> Task brief
Extract every line of the entries that contains the word "cargo".
'''
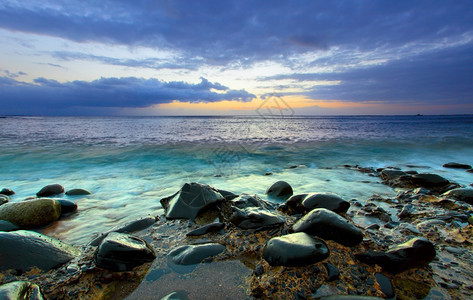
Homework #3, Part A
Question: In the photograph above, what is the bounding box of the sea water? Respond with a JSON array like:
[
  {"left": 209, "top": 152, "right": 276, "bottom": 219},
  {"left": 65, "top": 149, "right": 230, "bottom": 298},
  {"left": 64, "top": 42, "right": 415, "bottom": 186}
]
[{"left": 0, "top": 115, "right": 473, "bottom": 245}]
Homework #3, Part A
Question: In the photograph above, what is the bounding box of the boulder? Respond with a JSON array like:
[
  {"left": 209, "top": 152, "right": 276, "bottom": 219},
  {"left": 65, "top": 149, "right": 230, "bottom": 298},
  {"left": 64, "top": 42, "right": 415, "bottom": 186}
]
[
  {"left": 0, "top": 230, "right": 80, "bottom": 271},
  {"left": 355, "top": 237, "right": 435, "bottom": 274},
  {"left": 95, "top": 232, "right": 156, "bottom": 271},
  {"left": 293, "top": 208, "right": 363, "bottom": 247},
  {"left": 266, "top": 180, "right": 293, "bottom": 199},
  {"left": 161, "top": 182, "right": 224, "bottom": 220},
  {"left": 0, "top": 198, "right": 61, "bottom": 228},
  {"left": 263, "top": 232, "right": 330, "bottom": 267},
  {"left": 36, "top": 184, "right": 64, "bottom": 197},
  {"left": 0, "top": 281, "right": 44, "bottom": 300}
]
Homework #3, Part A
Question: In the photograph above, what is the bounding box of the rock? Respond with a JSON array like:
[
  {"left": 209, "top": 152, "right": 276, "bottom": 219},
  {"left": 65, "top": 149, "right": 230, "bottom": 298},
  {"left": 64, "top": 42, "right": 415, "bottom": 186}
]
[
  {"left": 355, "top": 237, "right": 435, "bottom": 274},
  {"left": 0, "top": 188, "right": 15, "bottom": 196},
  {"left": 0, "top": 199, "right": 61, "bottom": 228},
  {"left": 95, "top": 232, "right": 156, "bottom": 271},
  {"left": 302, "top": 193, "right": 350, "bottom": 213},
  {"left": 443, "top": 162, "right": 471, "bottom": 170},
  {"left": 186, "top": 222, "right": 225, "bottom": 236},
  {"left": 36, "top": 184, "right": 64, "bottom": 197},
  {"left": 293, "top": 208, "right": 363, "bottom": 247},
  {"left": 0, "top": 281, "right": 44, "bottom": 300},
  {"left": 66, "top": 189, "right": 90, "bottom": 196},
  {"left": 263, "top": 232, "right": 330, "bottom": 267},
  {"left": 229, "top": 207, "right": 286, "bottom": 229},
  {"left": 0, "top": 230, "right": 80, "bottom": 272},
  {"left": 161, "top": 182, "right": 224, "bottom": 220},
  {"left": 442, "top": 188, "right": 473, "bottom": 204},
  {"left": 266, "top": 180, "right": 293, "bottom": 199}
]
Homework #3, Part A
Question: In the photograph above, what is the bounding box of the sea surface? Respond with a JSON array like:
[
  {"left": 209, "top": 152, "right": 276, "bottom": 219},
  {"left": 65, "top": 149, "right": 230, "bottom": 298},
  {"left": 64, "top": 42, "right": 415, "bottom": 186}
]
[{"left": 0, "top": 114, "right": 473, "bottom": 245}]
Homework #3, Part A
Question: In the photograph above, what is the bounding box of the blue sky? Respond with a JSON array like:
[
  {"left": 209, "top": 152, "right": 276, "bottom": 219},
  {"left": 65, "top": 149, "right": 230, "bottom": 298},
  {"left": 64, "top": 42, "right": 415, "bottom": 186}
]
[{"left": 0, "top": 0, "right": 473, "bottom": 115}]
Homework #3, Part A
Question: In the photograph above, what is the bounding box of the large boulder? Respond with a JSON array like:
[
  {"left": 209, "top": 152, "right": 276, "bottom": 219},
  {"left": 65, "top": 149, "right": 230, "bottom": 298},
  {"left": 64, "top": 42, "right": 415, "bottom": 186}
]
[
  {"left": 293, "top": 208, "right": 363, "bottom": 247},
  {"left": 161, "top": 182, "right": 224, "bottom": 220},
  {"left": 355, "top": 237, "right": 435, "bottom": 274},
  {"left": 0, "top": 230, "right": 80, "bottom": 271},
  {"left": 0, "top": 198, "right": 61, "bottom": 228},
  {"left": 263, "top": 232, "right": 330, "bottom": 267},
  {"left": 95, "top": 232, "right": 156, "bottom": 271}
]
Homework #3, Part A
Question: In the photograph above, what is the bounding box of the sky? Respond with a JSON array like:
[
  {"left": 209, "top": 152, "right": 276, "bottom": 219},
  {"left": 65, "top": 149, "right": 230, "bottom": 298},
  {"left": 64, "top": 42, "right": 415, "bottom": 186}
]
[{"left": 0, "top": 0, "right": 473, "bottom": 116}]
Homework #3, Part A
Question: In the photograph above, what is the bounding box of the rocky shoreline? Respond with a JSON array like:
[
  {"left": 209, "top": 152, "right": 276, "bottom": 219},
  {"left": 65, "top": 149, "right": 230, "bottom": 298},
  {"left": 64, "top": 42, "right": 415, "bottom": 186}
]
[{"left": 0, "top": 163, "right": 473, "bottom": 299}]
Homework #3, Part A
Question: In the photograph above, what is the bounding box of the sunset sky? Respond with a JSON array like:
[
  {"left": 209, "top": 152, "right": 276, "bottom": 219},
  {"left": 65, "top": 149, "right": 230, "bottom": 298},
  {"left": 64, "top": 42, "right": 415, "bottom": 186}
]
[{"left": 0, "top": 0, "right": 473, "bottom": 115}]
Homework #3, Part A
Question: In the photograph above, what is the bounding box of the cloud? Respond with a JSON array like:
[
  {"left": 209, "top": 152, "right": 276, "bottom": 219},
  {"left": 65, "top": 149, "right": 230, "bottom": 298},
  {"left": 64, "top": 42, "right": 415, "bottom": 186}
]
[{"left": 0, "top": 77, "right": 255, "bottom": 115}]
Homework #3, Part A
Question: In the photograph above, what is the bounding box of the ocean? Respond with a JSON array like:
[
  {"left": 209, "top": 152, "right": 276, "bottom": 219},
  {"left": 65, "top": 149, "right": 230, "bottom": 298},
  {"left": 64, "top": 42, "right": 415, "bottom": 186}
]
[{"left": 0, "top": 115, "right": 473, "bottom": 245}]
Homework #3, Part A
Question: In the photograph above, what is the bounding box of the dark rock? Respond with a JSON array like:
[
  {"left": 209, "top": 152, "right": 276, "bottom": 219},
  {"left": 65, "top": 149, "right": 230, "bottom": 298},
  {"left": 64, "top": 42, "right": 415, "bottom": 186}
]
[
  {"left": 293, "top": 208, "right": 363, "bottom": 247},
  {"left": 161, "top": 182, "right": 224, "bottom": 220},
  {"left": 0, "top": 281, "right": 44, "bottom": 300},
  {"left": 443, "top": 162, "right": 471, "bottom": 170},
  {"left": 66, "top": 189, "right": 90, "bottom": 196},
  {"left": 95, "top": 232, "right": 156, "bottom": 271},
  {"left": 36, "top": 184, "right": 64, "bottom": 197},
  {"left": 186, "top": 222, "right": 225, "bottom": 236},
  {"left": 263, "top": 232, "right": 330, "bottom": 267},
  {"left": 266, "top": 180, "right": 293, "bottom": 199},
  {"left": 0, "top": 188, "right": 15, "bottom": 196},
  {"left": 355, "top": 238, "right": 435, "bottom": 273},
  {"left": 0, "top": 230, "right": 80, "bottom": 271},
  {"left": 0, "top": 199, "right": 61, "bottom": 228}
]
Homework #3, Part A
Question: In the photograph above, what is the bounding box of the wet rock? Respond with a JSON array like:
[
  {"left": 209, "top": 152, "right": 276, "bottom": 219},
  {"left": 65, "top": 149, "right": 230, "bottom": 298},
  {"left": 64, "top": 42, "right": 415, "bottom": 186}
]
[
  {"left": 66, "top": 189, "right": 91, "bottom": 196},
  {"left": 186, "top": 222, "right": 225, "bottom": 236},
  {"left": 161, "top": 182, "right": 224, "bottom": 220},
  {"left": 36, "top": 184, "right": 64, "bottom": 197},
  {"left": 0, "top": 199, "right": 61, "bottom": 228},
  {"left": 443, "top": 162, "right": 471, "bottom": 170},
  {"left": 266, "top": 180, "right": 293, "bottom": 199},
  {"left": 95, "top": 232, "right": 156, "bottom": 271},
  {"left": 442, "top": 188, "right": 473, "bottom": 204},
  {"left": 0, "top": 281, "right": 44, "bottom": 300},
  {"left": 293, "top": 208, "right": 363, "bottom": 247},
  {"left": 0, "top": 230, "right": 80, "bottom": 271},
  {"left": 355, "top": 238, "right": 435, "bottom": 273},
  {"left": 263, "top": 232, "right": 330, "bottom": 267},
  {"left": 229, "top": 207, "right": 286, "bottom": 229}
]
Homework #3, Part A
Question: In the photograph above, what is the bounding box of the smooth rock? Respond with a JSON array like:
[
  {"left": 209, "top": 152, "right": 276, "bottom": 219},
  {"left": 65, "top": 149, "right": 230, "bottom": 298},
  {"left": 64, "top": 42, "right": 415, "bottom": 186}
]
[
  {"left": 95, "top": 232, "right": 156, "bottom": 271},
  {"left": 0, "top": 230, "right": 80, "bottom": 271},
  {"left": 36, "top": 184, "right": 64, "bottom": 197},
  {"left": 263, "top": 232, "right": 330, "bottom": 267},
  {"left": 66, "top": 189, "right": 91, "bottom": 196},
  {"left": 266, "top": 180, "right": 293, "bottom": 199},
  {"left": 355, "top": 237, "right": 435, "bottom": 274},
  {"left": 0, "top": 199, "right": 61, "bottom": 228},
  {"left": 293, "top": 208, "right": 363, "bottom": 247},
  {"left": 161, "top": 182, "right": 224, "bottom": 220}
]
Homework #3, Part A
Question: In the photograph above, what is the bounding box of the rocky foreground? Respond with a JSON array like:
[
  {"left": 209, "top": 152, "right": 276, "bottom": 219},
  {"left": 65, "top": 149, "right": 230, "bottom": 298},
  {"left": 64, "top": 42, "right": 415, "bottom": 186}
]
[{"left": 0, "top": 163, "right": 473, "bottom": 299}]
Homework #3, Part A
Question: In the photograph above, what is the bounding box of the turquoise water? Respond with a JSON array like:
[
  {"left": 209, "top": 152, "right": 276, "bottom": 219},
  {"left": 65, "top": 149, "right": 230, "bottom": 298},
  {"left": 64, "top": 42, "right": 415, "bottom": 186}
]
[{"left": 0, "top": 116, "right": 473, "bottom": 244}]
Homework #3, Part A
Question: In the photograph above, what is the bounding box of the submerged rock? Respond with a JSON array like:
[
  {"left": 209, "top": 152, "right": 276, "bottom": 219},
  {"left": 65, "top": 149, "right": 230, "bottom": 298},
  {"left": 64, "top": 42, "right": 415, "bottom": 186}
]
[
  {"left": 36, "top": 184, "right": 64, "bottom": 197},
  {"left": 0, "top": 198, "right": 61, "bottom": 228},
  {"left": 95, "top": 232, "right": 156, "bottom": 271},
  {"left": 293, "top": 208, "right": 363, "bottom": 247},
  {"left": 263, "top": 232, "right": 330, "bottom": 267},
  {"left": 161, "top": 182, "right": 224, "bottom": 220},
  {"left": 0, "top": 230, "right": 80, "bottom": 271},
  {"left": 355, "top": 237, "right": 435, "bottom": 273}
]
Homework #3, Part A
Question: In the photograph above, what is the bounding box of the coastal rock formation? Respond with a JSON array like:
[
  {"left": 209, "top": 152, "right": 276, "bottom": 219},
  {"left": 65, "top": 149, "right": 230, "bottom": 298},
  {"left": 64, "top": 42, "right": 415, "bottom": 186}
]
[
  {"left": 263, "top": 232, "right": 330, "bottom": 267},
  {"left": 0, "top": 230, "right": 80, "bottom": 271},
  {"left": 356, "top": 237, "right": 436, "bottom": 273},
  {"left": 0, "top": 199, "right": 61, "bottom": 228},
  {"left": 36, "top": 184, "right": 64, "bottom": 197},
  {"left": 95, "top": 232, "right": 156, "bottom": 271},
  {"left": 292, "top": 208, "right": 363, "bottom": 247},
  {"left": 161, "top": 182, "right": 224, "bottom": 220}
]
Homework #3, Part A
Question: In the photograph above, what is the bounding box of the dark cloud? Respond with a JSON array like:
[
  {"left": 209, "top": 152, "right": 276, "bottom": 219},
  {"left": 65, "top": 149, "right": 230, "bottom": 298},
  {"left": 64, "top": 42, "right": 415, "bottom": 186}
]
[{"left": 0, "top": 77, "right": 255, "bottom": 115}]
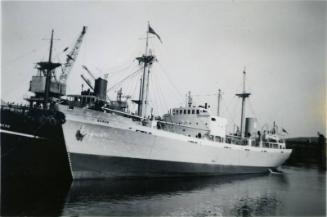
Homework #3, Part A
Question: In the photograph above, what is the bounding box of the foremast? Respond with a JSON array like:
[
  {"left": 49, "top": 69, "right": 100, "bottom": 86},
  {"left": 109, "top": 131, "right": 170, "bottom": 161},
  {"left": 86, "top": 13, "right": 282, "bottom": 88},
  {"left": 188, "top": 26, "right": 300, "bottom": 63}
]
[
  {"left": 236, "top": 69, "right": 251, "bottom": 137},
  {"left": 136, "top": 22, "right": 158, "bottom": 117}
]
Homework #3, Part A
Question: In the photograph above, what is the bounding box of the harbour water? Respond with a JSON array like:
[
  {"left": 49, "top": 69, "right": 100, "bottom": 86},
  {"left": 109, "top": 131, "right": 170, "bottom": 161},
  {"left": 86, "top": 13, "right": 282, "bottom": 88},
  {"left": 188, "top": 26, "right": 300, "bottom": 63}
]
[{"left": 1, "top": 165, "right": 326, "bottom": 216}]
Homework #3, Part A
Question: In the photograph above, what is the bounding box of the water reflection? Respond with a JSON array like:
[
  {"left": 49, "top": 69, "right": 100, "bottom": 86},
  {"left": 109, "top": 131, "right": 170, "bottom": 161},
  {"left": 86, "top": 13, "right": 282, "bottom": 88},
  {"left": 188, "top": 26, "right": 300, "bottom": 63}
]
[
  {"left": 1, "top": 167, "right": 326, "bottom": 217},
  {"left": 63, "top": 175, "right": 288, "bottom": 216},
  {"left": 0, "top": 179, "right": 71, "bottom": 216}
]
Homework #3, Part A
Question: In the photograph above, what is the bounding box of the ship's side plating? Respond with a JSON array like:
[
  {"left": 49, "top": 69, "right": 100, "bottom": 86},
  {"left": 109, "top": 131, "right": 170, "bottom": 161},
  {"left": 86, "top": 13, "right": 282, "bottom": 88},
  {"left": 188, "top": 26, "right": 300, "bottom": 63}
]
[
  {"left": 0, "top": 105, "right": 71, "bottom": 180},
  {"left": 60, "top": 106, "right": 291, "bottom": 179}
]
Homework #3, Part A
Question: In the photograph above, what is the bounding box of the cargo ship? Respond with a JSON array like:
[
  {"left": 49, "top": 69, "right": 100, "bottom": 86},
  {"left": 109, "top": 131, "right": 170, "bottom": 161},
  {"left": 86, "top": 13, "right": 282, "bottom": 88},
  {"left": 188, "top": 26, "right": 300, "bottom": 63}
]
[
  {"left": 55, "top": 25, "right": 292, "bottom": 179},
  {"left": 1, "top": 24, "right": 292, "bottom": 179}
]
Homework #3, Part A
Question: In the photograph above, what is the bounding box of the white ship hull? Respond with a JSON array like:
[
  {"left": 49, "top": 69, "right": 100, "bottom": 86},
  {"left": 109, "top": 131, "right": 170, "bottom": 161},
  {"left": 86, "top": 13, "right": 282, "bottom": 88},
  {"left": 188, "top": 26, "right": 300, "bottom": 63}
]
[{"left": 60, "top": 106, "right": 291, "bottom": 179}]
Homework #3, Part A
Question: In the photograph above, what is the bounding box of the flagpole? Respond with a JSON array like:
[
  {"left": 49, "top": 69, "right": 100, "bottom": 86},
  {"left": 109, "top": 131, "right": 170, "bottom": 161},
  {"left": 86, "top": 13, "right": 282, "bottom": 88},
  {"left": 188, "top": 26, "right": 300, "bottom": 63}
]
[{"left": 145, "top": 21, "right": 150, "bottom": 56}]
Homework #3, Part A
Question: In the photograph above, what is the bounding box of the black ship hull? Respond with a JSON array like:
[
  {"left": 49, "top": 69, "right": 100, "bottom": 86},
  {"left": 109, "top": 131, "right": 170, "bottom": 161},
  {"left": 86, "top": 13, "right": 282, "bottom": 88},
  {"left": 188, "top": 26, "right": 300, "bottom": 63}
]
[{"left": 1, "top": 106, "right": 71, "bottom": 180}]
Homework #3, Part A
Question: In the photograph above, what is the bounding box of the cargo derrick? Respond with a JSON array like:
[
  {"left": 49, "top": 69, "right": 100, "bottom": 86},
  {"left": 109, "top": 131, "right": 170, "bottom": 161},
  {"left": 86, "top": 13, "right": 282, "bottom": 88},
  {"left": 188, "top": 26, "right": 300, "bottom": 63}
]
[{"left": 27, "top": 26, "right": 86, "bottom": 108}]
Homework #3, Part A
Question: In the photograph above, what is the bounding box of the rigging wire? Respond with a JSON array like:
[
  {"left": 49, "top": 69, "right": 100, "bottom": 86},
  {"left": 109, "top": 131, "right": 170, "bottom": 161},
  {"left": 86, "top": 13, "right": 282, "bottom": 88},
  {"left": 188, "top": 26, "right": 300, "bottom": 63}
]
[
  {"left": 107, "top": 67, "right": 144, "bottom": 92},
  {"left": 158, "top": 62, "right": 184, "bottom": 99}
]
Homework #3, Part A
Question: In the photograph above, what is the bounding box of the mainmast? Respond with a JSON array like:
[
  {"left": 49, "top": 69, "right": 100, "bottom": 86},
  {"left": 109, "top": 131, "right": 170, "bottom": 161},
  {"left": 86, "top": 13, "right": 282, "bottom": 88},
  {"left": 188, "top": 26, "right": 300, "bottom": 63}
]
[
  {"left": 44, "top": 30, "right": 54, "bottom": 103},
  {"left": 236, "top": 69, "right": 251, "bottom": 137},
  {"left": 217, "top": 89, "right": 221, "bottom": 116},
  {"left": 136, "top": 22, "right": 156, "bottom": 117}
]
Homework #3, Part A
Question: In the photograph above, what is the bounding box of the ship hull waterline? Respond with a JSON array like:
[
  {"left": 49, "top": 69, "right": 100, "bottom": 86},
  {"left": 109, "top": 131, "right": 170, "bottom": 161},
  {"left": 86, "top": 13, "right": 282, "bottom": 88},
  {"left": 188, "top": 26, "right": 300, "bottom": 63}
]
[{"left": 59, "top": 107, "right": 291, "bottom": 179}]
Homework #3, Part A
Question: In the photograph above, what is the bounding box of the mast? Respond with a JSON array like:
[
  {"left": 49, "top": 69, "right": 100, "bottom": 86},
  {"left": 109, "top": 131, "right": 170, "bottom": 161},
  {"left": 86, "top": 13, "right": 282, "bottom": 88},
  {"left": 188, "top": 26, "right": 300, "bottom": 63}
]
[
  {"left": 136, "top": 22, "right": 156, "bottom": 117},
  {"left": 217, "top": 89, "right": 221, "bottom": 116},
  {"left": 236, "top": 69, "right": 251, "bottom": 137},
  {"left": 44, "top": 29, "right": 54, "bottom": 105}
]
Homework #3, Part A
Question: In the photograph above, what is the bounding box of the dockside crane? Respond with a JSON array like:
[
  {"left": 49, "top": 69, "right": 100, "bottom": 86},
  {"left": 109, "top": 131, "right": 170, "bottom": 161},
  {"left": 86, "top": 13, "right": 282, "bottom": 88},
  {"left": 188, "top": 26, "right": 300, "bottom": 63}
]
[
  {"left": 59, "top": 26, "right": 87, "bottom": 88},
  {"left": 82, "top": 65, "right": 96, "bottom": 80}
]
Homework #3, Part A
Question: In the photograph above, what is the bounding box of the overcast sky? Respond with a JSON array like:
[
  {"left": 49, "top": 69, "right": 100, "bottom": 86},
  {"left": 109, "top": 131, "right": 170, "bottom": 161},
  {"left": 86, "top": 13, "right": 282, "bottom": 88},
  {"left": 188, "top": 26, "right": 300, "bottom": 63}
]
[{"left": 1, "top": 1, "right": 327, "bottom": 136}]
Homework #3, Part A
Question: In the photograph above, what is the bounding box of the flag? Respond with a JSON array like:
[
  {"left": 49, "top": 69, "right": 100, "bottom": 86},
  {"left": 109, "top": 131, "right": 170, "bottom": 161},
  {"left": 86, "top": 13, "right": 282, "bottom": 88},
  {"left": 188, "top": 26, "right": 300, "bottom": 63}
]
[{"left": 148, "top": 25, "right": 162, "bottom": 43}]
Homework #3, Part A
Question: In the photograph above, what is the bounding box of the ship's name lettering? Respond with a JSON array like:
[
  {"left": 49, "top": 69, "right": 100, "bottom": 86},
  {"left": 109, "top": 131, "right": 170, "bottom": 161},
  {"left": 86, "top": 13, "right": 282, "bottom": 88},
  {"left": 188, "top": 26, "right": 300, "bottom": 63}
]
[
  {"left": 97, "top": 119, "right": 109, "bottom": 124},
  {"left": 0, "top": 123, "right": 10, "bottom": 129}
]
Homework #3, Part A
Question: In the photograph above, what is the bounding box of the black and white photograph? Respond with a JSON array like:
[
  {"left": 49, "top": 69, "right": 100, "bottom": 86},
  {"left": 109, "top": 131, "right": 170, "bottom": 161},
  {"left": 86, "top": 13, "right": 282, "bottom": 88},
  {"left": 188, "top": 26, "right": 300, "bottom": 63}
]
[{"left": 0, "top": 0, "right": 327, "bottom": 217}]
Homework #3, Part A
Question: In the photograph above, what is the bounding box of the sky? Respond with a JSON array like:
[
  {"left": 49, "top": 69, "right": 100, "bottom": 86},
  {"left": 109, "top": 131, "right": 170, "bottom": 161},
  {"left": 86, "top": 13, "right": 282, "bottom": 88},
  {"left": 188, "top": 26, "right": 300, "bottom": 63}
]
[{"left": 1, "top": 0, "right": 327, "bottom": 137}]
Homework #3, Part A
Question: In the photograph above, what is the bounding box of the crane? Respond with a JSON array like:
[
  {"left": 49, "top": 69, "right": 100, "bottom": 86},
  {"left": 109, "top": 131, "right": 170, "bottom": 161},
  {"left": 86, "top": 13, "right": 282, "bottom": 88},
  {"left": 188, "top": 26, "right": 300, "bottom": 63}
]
'''
> Result for this exercise
Question: In the photograph above, what is the bounding box of the cargo ship? Respond with a JSON array like:
Question: In the photograph above, what is the bounding box of the cargo derrick? Respond with a JSON array like:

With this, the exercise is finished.